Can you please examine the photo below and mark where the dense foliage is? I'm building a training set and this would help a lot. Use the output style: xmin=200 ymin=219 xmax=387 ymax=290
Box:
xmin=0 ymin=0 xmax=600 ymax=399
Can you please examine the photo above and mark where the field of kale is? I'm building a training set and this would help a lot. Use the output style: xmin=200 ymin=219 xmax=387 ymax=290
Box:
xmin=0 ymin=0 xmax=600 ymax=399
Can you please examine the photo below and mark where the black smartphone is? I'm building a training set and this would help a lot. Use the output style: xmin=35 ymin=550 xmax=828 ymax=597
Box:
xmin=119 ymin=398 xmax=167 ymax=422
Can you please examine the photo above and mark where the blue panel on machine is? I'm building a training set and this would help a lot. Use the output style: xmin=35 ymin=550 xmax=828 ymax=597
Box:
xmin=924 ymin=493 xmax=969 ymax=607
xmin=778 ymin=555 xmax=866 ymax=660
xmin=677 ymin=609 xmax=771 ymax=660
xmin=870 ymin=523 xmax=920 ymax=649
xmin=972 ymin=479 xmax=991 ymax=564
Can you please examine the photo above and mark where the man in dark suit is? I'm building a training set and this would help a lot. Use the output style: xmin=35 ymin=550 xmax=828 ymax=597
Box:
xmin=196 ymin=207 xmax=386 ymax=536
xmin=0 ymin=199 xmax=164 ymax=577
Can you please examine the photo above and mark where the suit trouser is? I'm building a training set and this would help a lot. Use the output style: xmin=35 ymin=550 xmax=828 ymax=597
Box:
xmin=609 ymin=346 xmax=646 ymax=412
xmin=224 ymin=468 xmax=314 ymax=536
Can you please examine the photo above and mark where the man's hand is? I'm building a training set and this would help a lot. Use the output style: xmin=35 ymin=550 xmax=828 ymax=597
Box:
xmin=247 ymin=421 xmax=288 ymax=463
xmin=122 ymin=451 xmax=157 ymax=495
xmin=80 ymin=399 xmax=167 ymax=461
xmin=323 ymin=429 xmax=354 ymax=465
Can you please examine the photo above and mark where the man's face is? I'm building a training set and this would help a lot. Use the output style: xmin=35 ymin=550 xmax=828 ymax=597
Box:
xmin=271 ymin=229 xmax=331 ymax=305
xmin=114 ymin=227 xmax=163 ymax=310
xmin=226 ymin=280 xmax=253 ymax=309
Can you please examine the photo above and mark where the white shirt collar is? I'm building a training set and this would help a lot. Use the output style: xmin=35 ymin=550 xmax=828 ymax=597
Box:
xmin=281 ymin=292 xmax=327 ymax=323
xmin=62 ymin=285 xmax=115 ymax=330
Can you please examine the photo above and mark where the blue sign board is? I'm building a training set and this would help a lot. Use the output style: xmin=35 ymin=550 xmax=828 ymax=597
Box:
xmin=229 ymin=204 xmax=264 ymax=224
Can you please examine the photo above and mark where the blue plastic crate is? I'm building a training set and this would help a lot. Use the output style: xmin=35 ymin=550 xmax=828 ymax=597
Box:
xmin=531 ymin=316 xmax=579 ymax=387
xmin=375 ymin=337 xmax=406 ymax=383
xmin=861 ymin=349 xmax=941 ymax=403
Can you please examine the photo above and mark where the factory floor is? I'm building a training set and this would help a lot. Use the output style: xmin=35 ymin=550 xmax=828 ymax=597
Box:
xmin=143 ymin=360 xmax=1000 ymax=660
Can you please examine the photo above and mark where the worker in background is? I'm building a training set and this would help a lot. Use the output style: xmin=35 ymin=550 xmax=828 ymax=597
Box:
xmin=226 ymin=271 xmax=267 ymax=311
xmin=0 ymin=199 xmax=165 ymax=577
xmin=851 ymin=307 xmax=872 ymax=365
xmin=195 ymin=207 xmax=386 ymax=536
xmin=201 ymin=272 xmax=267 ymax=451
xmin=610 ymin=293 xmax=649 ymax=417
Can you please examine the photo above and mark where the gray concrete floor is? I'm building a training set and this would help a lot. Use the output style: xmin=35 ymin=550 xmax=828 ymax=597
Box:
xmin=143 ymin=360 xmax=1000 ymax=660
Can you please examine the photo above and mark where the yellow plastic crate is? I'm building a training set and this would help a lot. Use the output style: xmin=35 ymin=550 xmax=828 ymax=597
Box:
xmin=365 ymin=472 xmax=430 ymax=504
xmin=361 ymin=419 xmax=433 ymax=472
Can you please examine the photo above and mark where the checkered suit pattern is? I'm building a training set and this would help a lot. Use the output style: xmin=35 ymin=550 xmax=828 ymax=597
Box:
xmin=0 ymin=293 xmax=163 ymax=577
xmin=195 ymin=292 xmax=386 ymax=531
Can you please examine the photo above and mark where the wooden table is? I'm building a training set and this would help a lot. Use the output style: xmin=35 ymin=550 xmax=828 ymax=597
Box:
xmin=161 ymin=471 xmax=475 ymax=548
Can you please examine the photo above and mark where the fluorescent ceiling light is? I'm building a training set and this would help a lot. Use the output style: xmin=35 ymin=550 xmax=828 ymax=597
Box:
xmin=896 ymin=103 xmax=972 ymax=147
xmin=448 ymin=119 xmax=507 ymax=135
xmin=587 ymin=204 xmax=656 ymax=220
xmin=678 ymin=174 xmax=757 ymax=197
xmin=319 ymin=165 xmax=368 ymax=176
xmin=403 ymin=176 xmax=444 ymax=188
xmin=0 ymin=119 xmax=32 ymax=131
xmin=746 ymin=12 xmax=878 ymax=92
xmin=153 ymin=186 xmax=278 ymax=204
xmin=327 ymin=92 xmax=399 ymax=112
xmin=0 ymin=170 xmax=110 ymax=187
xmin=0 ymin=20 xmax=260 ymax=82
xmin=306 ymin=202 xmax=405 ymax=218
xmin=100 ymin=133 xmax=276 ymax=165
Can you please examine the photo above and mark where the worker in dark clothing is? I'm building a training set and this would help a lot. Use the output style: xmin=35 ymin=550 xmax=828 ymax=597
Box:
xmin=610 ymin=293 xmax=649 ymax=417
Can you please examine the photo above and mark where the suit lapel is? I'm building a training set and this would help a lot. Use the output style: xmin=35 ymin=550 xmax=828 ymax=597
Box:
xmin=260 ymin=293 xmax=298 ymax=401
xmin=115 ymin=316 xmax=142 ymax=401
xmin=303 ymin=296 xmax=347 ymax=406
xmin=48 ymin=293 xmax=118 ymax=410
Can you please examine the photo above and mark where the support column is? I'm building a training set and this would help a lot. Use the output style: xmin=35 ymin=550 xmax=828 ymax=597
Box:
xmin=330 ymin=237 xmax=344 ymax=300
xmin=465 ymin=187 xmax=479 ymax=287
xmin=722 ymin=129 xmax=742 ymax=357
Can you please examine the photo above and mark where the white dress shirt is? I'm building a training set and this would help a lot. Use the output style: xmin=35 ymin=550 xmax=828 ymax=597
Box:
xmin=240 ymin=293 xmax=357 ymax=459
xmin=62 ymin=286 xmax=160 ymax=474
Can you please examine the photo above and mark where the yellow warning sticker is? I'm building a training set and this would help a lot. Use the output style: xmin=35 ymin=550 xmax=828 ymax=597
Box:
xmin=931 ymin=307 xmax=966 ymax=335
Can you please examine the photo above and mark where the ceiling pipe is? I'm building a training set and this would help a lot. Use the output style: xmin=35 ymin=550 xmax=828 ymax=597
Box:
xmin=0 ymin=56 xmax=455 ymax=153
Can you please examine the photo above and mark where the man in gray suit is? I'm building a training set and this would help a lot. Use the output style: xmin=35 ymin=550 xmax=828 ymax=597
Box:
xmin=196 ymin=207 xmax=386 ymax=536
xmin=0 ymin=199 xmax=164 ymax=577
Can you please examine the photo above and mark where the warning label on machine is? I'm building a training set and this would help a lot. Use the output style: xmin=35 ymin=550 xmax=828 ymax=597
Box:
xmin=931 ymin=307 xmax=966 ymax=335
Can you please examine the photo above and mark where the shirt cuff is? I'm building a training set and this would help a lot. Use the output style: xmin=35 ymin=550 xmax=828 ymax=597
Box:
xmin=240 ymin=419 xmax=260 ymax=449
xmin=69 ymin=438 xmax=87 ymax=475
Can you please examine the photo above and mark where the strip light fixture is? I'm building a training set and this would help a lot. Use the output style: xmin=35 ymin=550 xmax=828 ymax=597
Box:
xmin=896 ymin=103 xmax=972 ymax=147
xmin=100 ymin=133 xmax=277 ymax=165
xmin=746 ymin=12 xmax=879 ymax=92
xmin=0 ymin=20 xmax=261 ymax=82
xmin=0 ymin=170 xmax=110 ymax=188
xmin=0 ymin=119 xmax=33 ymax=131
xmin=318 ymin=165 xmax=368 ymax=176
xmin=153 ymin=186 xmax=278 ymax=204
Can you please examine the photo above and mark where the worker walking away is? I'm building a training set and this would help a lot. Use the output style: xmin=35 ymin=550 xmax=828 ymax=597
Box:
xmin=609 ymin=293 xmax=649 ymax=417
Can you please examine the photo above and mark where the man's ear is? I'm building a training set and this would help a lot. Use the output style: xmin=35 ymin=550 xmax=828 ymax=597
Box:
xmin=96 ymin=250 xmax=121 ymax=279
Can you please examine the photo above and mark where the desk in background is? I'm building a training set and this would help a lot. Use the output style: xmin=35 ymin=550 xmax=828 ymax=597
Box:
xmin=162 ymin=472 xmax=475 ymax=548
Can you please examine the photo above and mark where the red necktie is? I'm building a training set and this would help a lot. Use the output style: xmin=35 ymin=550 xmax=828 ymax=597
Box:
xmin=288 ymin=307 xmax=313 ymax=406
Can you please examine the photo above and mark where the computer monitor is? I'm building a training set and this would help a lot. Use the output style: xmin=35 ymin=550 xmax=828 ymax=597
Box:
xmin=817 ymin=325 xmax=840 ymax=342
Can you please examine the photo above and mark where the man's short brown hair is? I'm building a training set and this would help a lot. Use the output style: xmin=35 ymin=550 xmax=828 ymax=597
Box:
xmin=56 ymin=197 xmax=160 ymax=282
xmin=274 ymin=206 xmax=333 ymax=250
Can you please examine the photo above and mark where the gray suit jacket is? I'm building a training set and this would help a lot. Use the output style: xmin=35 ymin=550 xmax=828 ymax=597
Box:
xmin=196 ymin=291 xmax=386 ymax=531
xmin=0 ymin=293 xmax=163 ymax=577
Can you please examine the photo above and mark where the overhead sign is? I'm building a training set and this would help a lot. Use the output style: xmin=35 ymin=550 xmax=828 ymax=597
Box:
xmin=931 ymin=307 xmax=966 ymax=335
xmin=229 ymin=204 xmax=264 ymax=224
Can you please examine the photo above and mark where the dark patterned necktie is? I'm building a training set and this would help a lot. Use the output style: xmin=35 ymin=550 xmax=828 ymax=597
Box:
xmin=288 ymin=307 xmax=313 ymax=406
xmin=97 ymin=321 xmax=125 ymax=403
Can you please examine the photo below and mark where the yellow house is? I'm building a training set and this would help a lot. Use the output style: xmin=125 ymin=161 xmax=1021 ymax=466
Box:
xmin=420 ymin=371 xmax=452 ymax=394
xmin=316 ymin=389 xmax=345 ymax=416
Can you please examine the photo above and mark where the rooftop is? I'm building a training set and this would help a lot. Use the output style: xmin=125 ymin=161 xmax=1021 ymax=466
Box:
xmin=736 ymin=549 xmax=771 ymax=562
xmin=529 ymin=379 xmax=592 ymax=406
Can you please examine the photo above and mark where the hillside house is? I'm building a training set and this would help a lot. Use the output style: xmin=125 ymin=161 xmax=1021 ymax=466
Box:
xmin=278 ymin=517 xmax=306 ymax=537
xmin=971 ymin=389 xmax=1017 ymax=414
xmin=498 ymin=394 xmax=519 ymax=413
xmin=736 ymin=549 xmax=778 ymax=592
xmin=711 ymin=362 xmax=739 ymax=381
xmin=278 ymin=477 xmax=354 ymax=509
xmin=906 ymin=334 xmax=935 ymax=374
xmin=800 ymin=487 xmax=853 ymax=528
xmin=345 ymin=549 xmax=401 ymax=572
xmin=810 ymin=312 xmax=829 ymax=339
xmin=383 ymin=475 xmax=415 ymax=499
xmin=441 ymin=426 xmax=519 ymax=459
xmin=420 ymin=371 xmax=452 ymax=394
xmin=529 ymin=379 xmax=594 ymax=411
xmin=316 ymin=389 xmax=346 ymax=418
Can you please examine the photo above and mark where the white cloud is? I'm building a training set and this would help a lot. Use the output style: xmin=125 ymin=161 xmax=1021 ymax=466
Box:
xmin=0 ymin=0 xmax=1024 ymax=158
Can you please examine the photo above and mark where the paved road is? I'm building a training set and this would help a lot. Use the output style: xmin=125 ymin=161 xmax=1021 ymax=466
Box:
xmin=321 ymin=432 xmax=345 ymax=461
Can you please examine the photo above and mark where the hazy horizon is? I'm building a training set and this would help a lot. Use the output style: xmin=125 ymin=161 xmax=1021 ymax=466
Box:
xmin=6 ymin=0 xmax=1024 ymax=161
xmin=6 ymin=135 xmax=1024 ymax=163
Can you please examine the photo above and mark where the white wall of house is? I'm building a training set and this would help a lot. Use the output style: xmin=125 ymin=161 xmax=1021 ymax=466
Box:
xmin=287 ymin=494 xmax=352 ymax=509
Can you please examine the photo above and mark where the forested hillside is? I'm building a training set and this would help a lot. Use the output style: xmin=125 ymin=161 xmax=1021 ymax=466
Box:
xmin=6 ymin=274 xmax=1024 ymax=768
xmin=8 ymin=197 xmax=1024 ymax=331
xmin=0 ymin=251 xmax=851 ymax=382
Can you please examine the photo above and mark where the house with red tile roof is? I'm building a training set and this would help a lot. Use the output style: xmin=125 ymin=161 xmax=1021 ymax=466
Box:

=-=-=-=-=

Rewrite the lines starting at the one containing "where the computer" and ending at the one containing "xmin=817 ymin=325 xmax=840 ymax=342", switching "computer monitor" to "desk lamp" and leaving everything else unchanged.

Can you please examine the photo above and mark where the desk lamp is? I'm building a training set and this would help a lot. Use the output style: xmin=35 ymin=550 xmax=828 ymax=597
Box:
xmin=817 ymin=325 xmax=840 ymax=342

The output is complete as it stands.